__Directive 1__: According to the NamedTuple excerpt, what error results from trying to cast a NamedTuple subclass into a dictionary with the dict class?
__Directive 2__: Reproduce the NamedTuple excerpt word for word, from "Note that attempting" to "yesterday._replace(year=2024)".

__Quoted passage__:
......

Note that attempting to cast a NamedTuple subclass into a dictionary using the dict class attempts to convert only the tuple properties into the dictionary and gives a TypeError.

_replace will create a new instance using replaced field names. In this example only the field name year is replaced:

In [33]:
yesterday._replace(year=2024)

DateTuple(day=14, month=3, year=2024)

\_make is a class method which will create a new instance from a tuple

In [34]:
t1 = (17, 3, 2024)
DateTuple._make(t1)

DateTuple(day=17, month=3, year=2024)

tuple and dict unpacking can also be used for this purpose:

In [35]:
t1 = (17, 3, 2024)
DateTuple(*t1)

DateTuple(day=17, month=3, year=2024)

In [36]:
d1 = {'day': 17, 'month': 3, 'year': 2024}
DateTuple(**d1)

DateTuple(day=17, month=3, year=2024)

The \_\_module\_\_ data model attribute will give the module that the DateTuple class template was defined in.

In [37]:
DateTuple.__module__

'__main__'

The \_\_match_args\_\_ data model attribute is the same as the internal attribute _fields but is used during instantiation to make sure the field names are correct:

In [38]:
DateTuple.__match_args__

('day', 'month', 'year')

In [39]:
yesterday._fields

('day', 'month', 'year')

The data model identifier \_\_slots\_\_ is used for memory management optimisation, saving space in objects and is not typically used by the end user as an attribute:

In [40]:
DateTuple.__slots__

()

The formal string is updated to match the initialisation signature of the DateTuple. Recall this is defined using the data model identifier \_\_repr\_\_ data model identifier which controls the behaviour of the builtins function repr:

In [41]:
repr(today)

......

__Data shown__:
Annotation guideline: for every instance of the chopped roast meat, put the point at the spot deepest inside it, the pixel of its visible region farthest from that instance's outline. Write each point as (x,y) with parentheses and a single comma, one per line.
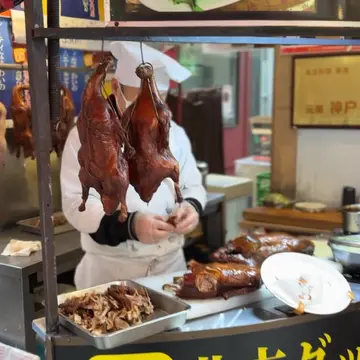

......

__Solution 1__: A TypeError.

__Solution 2__:
Note that attempting to cast a NamedTuple subclass into a dictionary using the dict class attempts to convert only the tuple properties into the dictionary and gives a TypeError.

_replace will create a new instance using replaced field names. In this example only the field name year is replaced:

In [33]:
yesterday._replace(year=2024)